:: Problem to solve ::
How many lines in the data below contain the word "radio"? Reply with the number alone.

:: Provided entries ::

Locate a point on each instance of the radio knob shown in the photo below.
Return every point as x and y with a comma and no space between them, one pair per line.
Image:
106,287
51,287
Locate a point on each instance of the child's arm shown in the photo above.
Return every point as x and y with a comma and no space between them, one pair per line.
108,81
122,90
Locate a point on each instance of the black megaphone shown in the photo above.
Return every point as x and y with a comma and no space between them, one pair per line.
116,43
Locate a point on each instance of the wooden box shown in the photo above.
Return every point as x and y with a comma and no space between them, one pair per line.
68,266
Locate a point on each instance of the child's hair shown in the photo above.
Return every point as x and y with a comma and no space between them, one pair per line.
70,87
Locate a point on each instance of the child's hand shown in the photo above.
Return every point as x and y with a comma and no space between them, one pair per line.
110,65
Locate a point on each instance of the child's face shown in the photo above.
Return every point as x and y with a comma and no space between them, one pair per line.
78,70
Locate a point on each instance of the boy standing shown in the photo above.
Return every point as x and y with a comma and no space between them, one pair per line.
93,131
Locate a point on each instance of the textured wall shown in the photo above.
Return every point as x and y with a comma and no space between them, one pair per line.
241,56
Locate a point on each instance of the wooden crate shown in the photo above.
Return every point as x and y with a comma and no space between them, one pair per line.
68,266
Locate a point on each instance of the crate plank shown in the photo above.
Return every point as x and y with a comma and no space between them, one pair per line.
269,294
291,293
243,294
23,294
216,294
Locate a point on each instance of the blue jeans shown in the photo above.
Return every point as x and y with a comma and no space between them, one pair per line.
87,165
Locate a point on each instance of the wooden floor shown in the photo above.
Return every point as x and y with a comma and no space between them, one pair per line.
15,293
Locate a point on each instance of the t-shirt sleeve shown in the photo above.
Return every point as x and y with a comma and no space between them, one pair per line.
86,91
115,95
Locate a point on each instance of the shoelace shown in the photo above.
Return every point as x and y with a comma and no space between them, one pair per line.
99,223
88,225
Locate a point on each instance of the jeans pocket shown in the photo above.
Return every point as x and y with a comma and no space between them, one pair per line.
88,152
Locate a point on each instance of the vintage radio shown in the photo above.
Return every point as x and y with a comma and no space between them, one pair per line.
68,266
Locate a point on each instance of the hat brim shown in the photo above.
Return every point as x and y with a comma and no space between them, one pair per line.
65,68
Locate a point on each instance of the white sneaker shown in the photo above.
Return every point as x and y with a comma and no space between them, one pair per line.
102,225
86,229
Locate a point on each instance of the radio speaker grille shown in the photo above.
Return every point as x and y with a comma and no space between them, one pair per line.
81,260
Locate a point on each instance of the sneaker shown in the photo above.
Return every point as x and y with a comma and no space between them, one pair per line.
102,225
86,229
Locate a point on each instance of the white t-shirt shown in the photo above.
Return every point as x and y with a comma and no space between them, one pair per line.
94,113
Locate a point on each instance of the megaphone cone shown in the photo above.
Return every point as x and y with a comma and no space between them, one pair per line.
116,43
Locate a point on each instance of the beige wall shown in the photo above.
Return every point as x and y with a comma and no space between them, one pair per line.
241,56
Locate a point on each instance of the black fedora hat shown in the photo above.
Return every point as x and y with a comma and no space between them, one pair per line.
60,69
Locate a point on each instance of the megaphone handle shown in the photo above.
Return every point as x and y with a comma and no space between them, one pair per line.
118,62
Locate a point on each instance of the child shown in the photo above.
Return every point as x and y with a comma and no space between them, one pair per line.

---

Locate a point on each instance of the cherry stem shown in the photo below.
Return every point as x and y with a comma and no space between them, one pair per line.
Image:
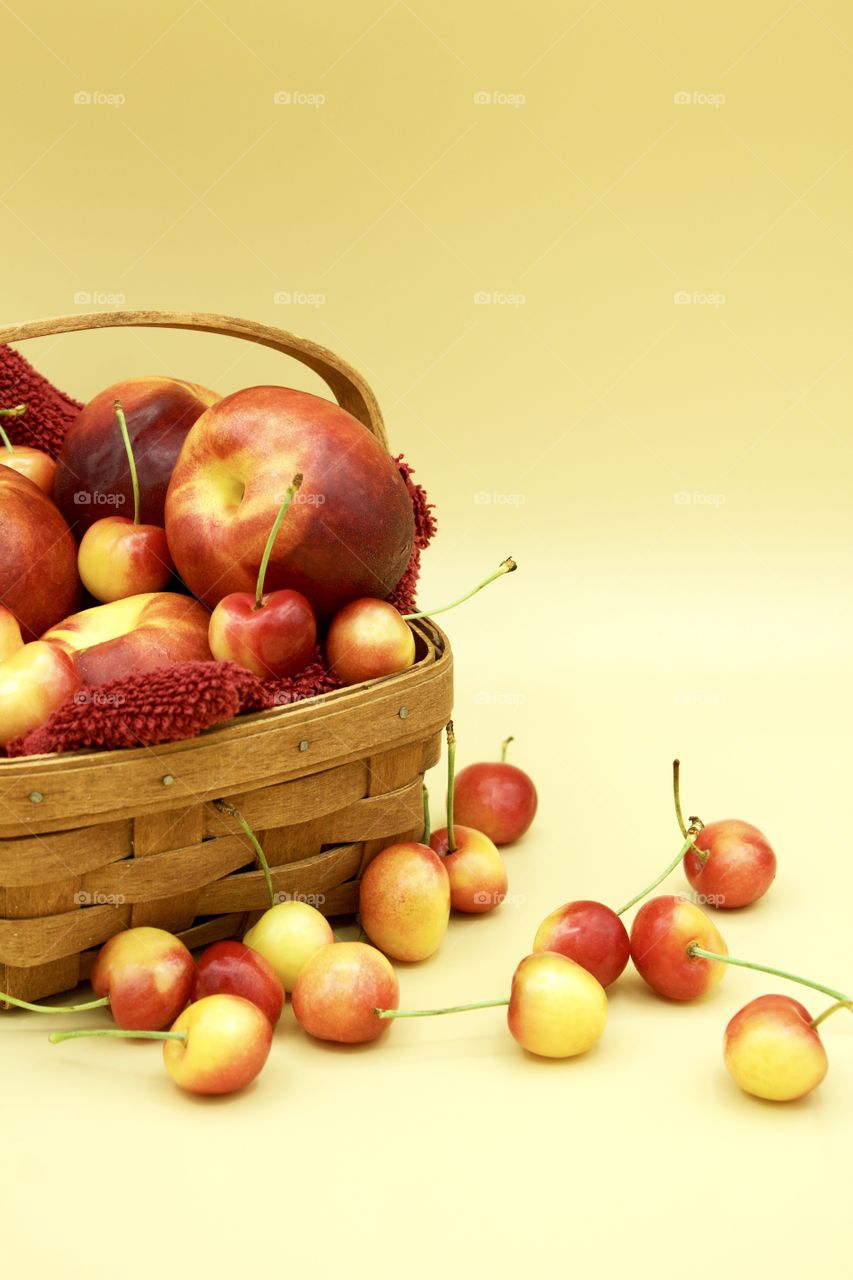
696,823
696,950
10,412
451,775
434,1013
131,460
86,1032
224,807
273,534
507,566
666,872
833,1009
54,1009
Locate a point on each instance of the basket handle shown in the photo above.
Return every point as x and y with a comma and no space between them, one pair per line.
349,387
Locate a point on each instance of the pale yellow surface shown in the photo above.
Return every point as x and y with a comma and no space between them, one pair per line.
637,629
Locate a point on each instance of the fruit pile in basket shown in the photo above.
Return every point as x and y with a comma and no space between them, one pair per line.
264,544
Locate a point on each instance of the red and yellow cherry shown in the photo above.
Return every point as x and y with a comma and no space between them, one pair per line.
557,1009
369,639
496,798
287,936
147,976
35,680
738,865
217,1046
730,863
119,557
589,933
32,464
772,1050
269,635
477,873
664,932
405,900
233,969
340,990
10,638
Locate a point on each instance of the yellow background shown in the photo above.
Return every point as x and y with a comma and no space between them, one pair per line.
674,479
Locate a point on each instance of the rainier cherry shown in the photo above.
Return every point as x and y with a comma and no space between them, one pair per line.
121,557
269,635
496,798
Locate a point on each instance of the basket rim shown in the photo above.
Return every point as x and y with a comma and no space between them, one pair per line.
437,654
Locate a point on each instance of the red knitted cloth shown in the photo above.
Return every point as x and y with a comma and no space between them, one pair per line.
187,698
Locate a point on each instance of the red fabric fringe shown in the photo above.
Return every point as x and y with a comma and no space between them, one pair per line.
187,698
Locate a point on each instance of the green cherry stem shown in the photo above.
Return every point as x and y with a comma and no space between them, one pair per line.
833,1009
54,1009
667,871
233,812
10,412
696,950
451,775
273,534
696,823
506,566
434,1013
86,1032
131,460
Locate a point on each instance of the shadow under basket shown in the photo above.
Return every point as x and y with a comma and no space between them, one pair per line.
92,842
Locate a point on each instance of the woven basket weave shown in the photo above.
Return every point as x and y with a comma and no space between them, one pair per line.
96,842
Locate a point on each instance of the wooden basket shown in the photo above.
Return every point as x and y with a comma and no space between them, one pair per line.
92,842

:: Completed task ::
3